Below are some records; reproduce every one of them exactly.

Position identification records
--- Begin ---

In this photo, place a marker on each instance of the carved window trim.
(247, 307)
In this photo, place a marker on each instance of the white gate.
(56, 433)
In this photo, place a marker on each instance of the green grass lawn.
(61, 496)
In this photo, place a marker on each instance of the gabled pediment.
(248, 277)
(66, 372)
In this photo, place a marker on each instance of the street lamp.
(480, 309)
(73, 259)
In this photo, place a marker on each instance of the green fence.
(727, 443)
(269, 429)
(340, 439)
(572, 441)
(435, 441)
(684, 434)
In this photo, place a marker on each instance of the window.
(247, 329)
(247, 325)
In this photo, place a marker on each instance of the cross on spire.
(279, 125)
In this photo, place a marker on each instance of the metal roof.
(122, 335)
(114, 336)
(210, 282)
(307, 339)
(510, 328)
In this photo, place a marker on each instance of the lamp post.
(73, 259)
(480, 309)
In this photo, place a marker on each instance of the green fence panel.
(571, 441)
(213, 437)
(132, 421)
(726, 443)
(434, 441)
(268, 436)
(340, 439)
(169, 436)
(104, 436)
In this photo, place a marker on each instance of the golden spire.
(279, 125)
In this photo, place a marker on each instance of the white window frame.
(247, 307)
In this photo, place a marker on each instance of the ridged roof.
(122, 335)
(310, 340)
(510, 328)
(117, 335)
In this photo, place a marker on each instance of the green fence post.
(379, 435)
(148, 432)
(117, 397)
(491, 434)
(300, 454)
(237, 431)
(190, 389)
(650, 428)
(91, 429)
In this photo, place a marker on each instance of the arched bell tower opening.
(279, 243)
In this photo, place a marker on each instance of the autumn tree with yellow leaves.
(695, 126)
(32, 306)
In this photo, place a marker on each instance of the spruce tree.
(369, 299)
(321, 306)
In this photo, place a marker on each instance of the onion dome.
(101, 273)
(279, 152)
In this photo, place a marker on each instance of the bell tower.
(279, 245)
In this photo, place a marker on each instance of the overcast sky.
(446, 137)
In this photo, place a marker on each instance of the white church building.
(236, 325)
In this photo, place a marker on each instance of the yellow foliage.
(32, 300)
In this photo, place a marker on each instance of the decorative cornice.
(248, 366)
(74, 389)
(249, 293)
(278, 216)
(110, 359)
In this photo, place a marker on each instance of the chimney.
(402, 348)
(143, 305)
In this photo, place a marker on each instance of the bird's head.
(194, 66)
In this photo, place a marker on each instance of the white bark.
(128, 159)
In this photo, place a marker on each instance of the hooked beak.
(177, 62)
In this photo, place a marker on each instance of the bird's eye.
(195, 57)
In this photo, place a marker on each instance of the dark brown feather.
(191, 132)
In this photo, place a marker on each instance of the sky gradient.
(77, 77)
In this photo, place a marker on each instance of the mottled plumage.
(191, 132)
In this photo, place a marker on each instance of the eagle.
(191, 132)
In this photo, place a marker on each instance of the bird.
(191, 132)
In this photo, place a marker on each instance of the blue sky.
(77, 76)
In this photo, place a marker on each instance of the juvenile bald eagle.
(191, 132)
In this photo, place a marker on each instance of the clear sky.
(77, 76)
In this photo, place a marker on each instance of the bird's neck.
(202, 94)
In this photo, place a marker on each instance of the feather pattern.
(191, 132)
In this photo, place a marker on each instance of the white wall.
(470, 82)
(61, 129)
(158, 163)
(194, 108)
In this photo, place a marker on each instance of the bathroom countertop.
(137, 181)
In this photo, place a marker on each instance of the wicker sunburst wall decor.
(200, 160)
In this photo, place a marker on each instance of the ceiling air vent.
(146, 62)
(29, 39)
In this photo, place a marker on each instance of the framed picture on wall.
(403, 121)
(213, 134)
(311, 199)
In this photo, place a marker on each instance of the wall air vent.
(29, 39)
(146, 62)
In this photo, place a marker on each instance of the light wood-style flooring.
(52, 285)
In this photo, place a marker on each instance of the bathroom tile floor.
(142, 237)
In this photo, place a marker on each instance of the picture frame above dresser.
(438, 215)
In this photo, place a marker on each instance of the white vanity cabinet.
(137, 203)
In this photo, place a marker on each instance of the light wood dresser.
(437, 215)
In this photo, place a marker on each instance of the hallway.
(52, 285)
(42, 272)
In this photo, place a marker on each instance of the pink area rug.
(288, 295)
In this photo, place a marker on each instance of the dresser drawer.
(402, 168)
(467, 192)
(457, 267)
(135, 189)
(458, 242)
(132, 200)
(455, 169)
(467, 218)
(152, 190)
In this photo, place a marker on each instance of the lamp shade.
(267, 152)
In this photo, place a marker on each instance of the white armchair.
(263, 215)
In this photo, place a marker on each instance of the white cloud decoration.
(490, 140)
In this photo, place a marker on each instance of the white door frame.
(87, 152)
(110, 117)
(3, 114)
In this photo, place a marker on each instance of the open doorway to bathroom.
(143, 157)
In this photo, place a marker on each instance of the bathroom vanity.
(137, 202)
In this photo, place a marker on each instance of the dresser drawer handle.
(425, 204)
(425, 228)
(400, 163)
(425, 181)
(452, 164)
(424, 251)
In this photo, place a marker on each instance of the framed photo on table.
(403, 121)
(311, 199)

--- End ---

THE REPLY:
In this photo, place a marker on each instance of the carved window trim.
(247, 307)
In this photo, place a marker on each instance of the white gate.
(56, 433)
In this photo, place a marker on each instance of the green grass lawn.
(61, 496)
In this photo, place a marker on each instance of the gabled pediment.
(248, 277)
(66, 372)
In this photo, place a marker on each instance of the street lamp.
(480, 309)
(73, 259)
In this photo, place a marker on each instance of the green fence.
(727, 443)
(269, 429)
(340, 439)
(572, 441)
(435, 441)
(684, 434)
In this photo, place a marker on each instance of the window.
(247, 329)
(247, 325)
In this photo, place a marker on each instance of the cross on spire.
(279, 125)
In this photo, place a marker on each instance of the metal roof.
(122, 335)
(114, 336)
(210, 282)
(307, 339)
(510, 328)
In this photo, place a marker on each instance of the lamp post.
(73, 259)
(480, 309)
In this photo, place a marker on each instance of the green fence panel.
(571, 441)
(213, 437)
(132, 421)
(726, 443)
(434, 441)
(268, 436)
(340, 439)
(169, 436)
(104, 436)
In this photo, place a marker on each instance of the golden spire.
(279, 125)
In this photo, place a marker on each instance of the white window frame.
(247, 307)
In this photo, place a marker on each instance of the ridged roof.
(122, 335)
(310, 340)
(510, 328)
(117, 335)
In this photo, place a marker on each instance of the green fence post.
(379, 435)
(148, 432)
(117, 397)
(491, 434)
(300, 454)
(237, 431)
(190, 389)
(650, 428)
(91, 429)
In this photo, place a marker on each instance of the arched bell tower opening.
(279, 243)
In this photo, place a marker on each instance of the autumn tree with yellow leaves.
(695, 126)
(32, 306)
In this photo, place a marker on each instance of the spruce tree.
(369, 299)
(321, 306)
In this photo, place a marker on each instance of the onion dome.
(101, 273)
(279, 152)
In this photo, place a marker on each instance of the bell tower.
(279, 245)
In this photo, place a marker on each instance of the overcast sky.
(446, 137)
In this photo, place a marker on each instance of the white church building.
(236, 325)
In this photo, place a marker on each instance of the yellow foliage.
(32, 300)
In this photo, place a marker on each instance of the decorative cornice.
(248, 366)
(74, 389)
(249, 293)
(278, 216)
(110, 359)
In this photo, place a marker on each instance of the chimney.
(402, 348)
(143, 305)
In this photo, place a marker on each instance of the bird's head.
(194, 66)
In this photo, place a marker on each instance of the white bark.
(128, 159)
In this photo, place a marker on each instance of the hooked beak.
(177, 62)
In this photo, place a marker on each instance of the bird's eye.
(195, 57)
In this photo, place a marker on each instance of the dark brown feather.
(191, 132)
In this photo, place a marker on each instance of the sky gradient.
(77, 77)
In this photo, place a marker on each instance of the mottled plumage.
(191, 132)
In this photo, place a marker on each instance of the eagle.
(191, 132)
In this photo, place a marker on each instance of the bird.
(191, 132)
In this photo, place a marker on each instance of the blue sky.
(77, 76)
In this photo, place a marker on each instance of the juvenile bald eagle.
(191, 132)
In this photo, place a marker on each instance of the clear sky.
(77, 76)
In this photo, place a marker on each instance of the bird's neck.
(202, 94)
In this photo, place a marker on each instance of the feather pattern.
(191, 132)
In this photo, place a marker on each instance of the white wall.
(470, 82)
(61, 129)
(158, 163)
(194, 108)
In this photo, place a marker on each instance of the bathroom countertop.
(137, 181)
In this photo, place a marker on each instance of the wicker sunburst wall decor.
(200, 160)
In this photo, place a marker on each instance of the ceiling air vent.
(146, 62)
(29, 39)
In this photo, place a marker on each instance of the framed picture on wall.
(403, 121)
(213, 134)
(311, 199)
In this photo, place a marker on each instance of the wall air vent.
(29, 39)
(146, 62)
In this photo, place a marker on each instance of the light wood-style flooring.
(52, 285)
In this photo, place a marker on each instance of the bathroom tile floor.
(142, 237)
In this photo, place a marker on each instance of the picture frame above dresser.
(438, 215)
In this photo, place a marker on each instance of the white vanity cabinet.
(137, 203)
In this photo, place a marker on each instance of the light wood dresser.
(437, 215)
In this photo, place a marker on each instance of the hallway.
(52, 285)
(42, 272)
In this photo, place a marker on each instance of the pink area rug.
(288, 295)
In this photo, place a marker on each instance of the dresser drawer.
(402, 168)
(467, 192)
(457, 267)
(135, 189)
(458, 242)
(132, 200)
(455, 169)
(467, 218)
(152, 190)
In this photo, place a marker on each instance of the lamp shade.
(267, 152)
In this photo, place a marker on each instance of the white armchair.
(263, 215)
In this photo, place a marker on each instance of the white cloud decoration.
(490, 140)
In this photo, place a marker on each instance of the white door frame.
(87, 152)
(110, 117)
(3, 114)
In this photo, place a marker on each instance of the open doorway to bathroom.
(143, 157)
In this photo, place a marker on each instance of the bathroom vanity.
(137, 202)
In this photo, place a marker on each instance of the dresser drawer handle.
(425, 204)
(425, 228)
(400, 163)
(425, 181)
(452, 164)
(424, 251)
In this photo, place a marker on each instance of the framed photo on table.
(403, 121)
(311, 199)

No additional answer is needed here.